_WHAT IS REQUIRED_. Once you have checked the records that follow, state how many of their lines hold "visible", giving the number only.

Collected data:
________________________________________

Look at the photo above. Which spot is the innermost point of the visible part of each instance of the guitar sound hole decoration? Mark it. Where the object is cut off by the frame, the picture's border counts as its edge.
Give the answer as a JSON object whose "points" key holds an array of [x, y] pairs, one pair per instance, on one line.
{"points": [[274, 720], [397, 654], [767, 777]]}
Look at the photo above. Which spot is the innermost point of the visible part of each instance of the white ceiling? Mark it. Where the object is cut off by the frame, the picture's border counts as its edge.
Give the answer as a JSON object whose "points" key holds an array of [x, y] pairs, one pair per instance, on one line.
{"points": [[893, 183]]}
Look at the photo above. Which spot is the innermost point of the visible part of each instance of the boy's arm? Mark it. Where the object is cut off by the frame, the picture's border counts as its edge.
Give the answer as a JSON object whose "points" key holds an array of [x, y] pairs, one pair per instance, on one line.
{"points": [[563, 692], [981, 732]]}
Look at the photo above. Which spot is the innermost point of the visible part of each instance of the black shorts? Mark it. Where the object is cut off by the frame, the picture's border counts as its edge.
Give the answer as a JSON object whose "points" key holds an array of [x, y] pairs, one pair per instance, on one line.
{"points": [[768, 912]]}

________________________________________

_TASK RESULT_. 4